● **Source extract**:
# # # #

COLLEGE

One year in, NCAA's transfer portal has mixed reviews for basketball

By Matt Schoch
The Detroit News
Eric Williams Jr.

After one year -- despite its futuristic name -- the NCAA’s transfer portal has not quite taken college basketball into a distant utopia, free of its myriad issues of the past.

While players have often benefited from the mainstreamed mechanism to switch schools, rising transfer rates and unrest in the player-school relationship continue to put programs in a lurch.

It’s impacting state Division I basketball programs and players in a big way.

Take Detroit Mercy, for instance.

The Titans basketball program is ineligible for the 2019-20 postseason because of the high turnover rate, the nation’s only Division I men’s basketball program banned for failing to meet minimum standards in the NCAA’s Academic Progress Report.

The attrition was over a four-year period. Coach Mike Davis is entering his second year at UDM.

“Everything needs to be tweaked,” Davis said. “All the NCAA is trying to do is make sure coaches don’t run people off. But, you see, they don’t. They leave on their own. Of the 10 that gets run off, there’s 800 that’s leaving on their own.”

Oakland coach Greg Kampe agrees a mixed message is sent by the APR trying to limit departures and then the transfer portal encouraging it.

“At one point, they’re telling us they don’t want kids leaving, and don’t run them off,” Kampe said. “The next thing is we’re opening up an easy path for kids to leave.

“I think we’re at a real dilemma, and I think wiser heads have to get together and figure it out, because you can’t have both.”

More: Michigan tops CBS Sports' college athletics rankings for 2018-19; Michigan State 11th

According to reports, more than 700 players were in the Division I men’s college basketball transfer portal one week after the NCAA Tournament in April.

# # # #

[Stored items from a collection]
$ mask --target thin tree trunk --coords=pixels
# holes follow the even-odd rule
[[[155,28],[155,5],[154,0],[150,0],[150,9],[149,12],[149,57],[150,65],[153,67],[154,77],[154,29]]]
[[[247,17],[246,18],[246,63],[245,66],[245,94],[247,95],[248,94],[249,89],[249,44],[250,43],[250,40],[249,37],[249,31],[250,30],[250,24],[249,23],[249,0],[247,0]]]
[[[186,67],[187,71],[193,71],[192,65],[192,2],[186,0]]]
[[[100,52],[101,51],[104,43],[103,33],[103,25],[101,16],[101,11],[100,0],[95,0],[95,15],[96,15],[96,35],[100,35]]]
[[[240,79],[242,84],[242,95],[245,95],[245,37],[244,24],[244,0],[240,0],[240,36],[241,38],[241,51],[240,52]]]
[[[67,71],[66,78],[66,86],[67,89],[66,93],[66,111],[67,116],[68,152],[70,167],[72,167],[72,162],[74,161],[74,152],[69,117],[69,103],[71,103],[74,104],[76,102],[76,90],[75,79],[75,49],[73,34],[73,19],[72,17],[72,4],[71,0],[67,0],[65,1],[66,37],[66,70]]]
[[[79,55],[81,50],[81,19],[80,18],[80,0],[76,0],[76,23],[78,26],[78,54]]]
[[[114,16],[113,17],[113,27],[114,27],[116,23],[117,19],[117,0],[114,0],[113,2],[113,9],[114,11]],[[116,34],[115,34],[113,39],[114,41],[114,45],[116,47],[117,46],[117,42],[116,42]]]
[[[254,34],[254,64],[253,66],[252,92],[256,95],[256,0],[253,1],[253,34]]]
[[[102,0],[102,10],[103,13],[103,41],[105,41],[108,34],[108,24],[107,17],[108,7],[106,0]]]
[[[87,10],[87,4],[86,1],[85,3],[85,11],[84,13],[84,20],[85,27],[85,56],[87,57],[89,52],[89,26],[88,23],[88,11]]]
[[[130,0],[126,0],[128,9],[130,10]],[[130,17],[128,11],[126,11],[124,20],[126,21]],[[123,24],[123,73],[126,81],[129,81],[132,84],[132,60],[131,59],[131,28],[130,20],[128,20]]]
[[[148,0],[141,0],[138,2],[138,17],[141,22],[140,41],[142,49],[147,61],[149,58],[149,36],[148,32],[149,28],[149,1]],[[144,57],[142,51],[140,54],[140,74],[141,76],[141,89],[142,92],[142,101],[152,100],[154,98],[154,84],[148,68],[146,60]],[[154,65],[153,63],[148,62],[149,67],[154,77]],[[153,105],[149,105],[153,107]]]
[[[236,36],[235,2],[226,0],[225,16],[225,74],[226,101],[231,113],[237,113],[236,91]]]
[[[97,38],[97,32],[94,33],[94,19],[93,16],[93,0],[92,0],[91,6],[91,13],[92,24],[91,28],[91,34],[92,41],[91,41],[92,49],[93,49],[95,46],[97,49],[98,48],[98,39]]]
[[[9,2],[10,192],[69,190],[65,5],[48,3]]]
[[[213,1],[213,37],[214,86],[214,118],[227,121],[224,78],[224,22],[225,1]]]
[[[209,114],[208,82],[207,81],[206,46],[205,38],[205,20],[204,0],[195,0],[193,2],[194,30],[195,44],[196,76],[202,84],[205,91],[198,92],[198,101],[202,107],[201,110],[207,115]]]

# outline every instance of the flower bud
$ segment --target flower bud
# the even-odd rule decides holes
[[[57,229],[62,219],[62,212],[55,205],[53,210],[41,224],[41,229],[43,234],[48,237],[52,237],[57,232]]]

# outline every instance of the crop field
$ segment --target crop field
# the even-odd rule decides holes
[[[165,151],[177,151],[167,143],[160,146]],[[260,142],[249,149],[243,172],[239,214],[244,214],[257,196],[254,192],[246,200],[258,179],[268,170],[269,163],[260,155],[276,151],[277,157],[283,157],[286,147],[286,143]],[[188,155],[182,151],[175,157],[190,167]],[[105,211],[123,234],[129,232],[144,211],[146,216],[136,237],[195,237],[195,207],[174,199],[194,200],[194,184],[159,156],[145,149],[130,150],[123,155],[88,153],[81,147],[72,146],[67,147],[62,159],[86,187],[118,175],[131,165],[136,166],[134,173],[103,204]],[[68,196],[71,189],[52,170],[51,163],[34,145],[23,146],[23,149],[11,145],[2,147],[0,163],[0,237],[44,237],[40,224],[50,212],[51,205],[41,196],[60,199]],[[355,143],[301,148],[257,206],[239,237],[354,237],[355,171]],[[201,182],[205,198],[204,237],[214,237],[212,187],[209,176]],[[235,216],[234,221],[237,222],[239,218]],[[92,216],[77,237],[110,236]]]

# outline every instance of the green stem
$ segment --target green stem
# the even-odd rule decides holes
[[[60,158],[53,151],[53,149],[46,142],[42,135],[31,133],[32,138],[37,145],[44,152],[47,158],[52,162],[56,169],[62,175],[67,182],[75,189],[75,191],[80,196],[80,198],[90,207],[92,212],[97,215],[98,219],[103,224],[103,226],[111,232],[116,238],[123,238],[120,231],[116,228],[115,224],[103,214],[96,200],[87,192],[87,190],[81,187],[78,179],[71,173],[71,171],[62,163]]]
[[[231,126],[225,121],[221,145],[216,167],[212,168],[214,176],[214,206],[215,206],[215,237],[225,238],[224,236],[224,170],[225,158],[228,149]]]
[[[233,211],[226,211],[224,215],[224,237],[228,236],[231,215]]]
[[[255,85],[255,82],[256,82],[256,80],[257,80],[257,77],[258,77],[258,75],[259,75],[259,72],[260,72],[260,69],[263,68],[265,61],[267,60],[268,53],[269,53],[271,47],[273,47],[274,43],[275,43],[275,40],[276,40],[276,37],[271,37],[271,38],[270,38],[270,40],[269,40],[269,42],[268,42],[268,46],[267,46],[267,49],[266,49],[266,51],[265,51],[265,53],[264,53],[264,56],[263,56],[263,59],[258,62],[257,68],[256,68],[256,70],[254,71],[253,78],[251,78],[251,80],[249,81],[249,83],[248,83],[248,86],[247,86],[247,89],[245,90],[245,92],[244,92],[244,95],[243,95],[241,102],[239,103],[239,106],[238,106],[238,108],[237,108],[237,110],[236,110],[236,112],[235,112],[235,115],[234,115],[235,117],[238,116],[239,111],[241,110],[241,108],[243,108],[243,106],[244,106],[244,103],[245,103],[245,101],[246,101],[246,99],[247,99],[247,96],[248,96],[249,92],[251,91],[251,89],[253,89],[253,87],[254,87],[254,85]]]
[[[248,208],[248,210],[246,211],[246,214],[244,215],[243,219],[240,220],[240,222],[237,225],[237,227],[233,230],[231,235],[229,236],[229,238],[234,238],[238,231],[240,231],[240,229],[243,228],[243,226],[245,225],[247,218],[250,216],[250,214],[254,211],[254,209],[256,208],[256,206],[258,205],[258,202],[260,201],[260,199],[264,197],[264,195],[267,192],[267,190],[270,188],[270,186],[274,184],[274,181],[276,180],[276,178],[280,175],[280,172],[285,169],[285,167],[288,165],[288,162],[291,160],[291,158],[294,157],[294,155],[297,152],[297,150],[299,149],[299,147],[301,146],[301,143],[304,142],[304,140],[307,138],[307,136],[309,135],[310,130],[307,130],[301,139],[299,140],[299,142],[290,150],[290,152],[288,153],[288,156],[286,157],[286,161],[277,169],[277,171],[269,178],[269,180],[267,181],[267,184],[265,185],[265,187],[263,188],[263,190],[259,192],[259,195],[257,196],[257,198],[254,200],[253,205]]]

# # # #

● **Problems to solve**:
**1)** In the transfer portal article, which Division I men's basketball program is banned from the 2019-20 postseason?
**2)** Return the part of the transfer portal article that opens with the words containing "The attrition was" and closes with "portal encouraging it.".
**3)** Supply the next part of the article on the NCAA transfer portal, picking up after its final sentence.

● **Written responses**:
**1)** Detroit Mercy's program, the Titans.

**2)**
The attrition was over a four-year period. Coach Mike Davis is entering his second year at UDM.

“Everything needs to be tweaked,” Davis said. “All the NCAA is trying to do is make sure coaches don’t run people off. But, you see, they don’t. They leave on their own. Of the 10 that gets run off, there’s 800 that’s leaving on their own.”

Oakland coach Greg Kampe agrees a mixed message is sent by the APR trying to limit departures and then the transfer portal encouraging it.

**3)**
Michigan State is one school benefiting, as Joey Hauser came to East Lansing from Marquette, where he was a steady starter as a freshman. Hauser will sit out this season but figures heavily into the Spartans’ plans going forward.

As for the Titans, Davis points out his team lost another player after the postseason ban was determined. The player will try to make the NCAA Tournament in his senior year, which will impact UDM’s future APR score.

“So we’re going to lose a point for our APR if he goes to the tournament, but that’s the rule that you made,” Davis said.

Two ideas

The transfer portal secure online database was established last year for all NCAA sports.

Possible transfers request access from their school’s compliance department. When registered, their contact information is available for coaches across the country.

Kampe said last week the number of players in the transfer portal was closer to 900; there are 353 teams in men’s Division I basketball.

Greg Kampe and Mike Davis

Entering season No. 36 as head coach of Oakland, Kampe has an idea to curb the transfer epidemic: Players can transfer right away, so long as the receiving school pays the former school any scholarship money already granted to the player.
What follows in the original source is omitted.